═════ EXCERPT TO READ

Kevin Horek: Right. You're giving, but then, so that's basically what happens when you start streaming something, the quality might be like an eight, like you mentioned. After a few minutes it kicks into that 9.5, it just sends you a different file. Or how does that work?

Alan Bovik: Well, the client, but what I mean by the client is your actual device, your television, or your iPad or iPhone, whatever you're watching on will know that it has a selection of files to pick from. Okay. Okay. Based on those bandwidth conditions and also based on, well, how much bandwidth will this file take to transfer and what is the perceptual quality? It will take those into account and then ask for the optimal file. Okay. The optimal file amongst those. Your television asked for the best one and typically it will say, well, I want something that has a quality at these at least this level, if possible, as measured by one of our algorithms. It'll find the one that has amongst those maybe that has, a low bandwidth. It was a smaller file to transfer.

══════════

--- WORK INSTRUCTIONS ---
[A] Write out the part of the streaming interview starting with "Alan Bovik: Well, the" and going on through "file to transfer.".
[B] Carry the streaming interview forward from the point at which it stops.
The items placed after this point come from a separate source.

═════ DATA LINES

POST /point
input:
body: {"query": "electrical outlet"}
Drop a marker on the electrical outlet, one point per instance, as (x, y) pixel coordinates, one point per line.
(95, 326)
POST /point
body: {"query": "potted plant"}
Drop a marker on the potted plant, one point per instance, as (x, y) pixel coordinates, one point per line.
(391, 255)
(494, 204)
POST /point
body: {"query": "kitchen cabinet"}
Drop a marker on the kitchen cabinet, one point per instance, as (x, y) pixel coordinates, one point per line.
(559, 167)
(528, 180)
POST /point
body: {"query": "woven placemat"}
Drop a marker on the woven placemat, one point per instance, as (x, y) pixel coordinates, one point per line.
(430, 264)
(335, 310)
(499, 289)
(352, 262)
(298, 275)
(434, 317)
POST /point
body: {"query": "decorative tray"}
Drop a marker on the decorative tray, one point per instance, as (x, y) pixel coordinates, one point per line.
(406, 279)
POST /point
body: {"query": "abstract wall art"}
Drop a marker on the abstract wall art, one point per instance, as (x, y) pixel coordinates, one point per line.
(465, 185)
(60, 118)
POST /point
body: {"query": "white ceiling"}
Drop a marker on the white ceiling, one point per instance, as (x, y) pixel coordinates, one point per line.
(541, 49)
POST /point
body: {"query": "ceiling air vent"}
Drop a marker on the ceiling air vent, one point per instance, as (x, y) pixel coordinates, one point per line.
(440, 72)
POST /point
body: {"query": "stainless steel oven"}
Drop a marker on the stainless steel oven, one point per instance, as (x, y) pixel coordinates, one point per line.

══════════

--- RESPONSES ---
[A]
Alan Bovik: Well, the client, but what I mean by the client is your actual device, your television, or your iPad or iPhone, whatever you're watching on will know that it has a selection of files to pick from. Okay. Okay. Based on those bandwidth conditions and also based on, well, how much bandwidth will this file take to transfer and what is the perceptual quality? It will take those into account and then ask for the optimal file. Okay. The optimal file amongst those. Your television asked for the best one and typically it will say, well, I want something that has a quality at these at least this level, if possible, as measured by one of our algorithms. It'll find the one that has amongst those maybe that has, a low bandwidth. It was a smaller file to transfer.

[B]
Kevin Horek: Got it. Interesting. That then part of that loading period, it's deciding which one to send me or what's happening there or it's just connecting or,

Alan Bovik: Well, I think that, there is a loading because, you have to transfer the files and that takes some time. What most people don't know is that, while you're watching your television, there are files loading and there's something in your television and in any device you're watching on called a buffer. Okay. That buffer is basically, holds a few seconds of the video in it. All right. That way, I mean, for what Netflix, the bandwidth gets so bad that for a split second, Netflix is transmitting nothing to you. Okay. It's stream case, but it does happen, in downtown Manhattan or something for maybe for a couple of seconds. Well, the TV will still keep playing. Cause it's got a, it's already buffered, meaning stored two seconds of the video. We'll, if the bandwidth conditions improve, then what fill up the buffer again, ? And, and it's just, you never know that the available track, the bandwidth, what to zero, when that happens.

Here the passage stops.